TASK TO COMPLETE:
Produce a verbatim copy of the entries listed below.
---+---
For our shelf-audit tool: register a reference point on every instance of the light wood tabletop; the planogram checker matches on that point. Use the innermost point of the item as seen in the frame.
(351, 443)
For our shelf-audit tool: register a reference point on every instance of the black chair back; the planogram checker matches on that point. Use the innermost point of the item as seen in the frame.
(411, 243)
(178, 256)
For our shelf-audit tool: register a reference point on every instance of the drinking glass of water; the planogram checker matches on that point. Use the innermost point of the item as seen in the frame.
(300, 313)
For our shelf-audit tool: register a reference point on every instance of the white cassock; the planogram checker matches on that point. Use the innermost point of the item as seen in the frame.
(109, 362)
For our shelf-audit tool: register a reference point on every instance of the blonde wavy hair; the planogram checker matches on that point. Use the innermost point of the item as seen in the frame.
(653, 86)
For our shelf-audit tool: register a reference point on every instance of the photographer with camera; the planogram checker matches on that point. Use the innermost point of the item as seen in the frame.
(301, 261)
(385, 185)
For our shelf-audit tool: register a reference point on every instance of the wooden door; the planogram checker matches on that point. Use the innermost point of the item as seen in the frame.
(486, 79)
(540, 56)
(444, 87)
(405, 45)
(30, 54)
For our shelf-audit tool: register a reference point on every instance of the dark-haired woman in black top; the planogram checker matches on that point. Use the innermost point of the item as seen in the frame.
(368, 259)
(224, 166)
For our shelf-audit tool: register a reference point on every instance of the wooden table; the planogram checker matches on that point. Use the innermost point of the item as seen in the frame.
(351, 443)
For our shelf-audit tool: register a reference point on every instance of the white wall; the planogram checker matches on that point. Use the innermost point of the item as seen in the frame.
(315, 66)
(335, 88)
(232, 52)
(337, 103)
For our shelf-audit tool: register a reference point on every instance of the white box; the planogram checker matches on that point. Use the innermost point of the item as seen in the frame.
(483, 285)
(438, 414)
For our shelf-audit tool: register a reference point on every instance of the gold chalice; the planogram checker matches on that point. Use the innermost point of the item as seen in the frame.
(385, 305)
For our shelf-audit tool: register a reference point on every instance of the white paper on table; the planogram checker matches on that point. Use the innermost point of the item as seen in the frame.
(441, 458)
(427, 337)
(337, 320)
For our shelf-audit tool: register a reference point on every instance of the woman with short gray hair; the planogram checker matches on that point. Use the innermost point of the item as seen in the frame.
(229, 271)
---+---
EXERCISE ANSWER:
For our shelf-audit tool: register a reference point on every instance of the light wood tabletop; the planogram checker matches on that point. Use the innermost point of the item as seen in the frame.
(351, 443)
For our shelf-audit tool: register a reference point on every instance of the black chair back; the planogram checker matches on that point. Use the innermost point of the item as seen in the frame.
(411, 243)
(178, 256)
For our shelf-audit tool: register a reference point on every instance of the drinking glass of water; the planogram checker matches on that point. Use the innermost point of the item as seen in the frame.
(300, 313)
For our shelf-audit tool: register a reference point on every instance of the white cassock; the planogram checker matches on that point. Use the innermost point of the item as seen in the frame.
(109, 362)
For our shelf-audit tool: register a reference point on every instance of the blonde wavy hair; the planogram checker matches on that point. Use the innermost point of the item as seen in the frame.
(653, 86)
For our shelf-audit tool: register a reference point on every instance of the photographer with camera; the planogram checker matches on that point. Use the innermost point of the item as seen in the frame.
(301, 261)
(385, 185)
For our shelf-audit tool: register a reference point on every instance of the wooden door; the planogram checker matches on that point. Use the innermost point of the item as seen in the frame.
(486, 79)
(540, 56)
(444, 87)
(405, 45)
(30, 54)
For our shelf-audit tool: register a reference point on every instance of the dark-haired woman in black top; the planogram checker matches on that point. Use the innermost point of the item as seen in the frame.
(368, 259)
(224, 166)
For our shelf-audit tool: register a reference point on every instance of the wooden table; the planogram checker matches on that point. Use the innermost point of the item as seen in the frame.
(351, 443)
For our shelf-audit tool: register a reference point on every instance of the white wall; the planogram checker matches on that point. Use the innermost point of the item as seen in the frame.
(315, 66)
(335, 88)
(232, 52)
(337, 103)
For our shelf-audit tool: register a reference point on every instance of the white box; the planogram checker matches on that point. Use the innermost point of the item as seen in the frame.
(483, 285)
(438, 414)
For our shelf-audit tool: register a reference point on every instance of the gold chalice; the planogram checker matches on that point. Use the innermost point of the item as seen in the frame.
(385, 305)
For our shelf-audit tool: register a reference point on every instance of the white paper on table; the planogram checker matches on that point. Use the innermost point of the item as seen in the frame.
(441, 458)
(427, 337)
(337, 320)
For our shelf-audit tool: register a reference point on every instance of the woman with short gray hair; the planogram checker matches on that point. Use the innermost point of the item as seen in the frame.
(229, 271)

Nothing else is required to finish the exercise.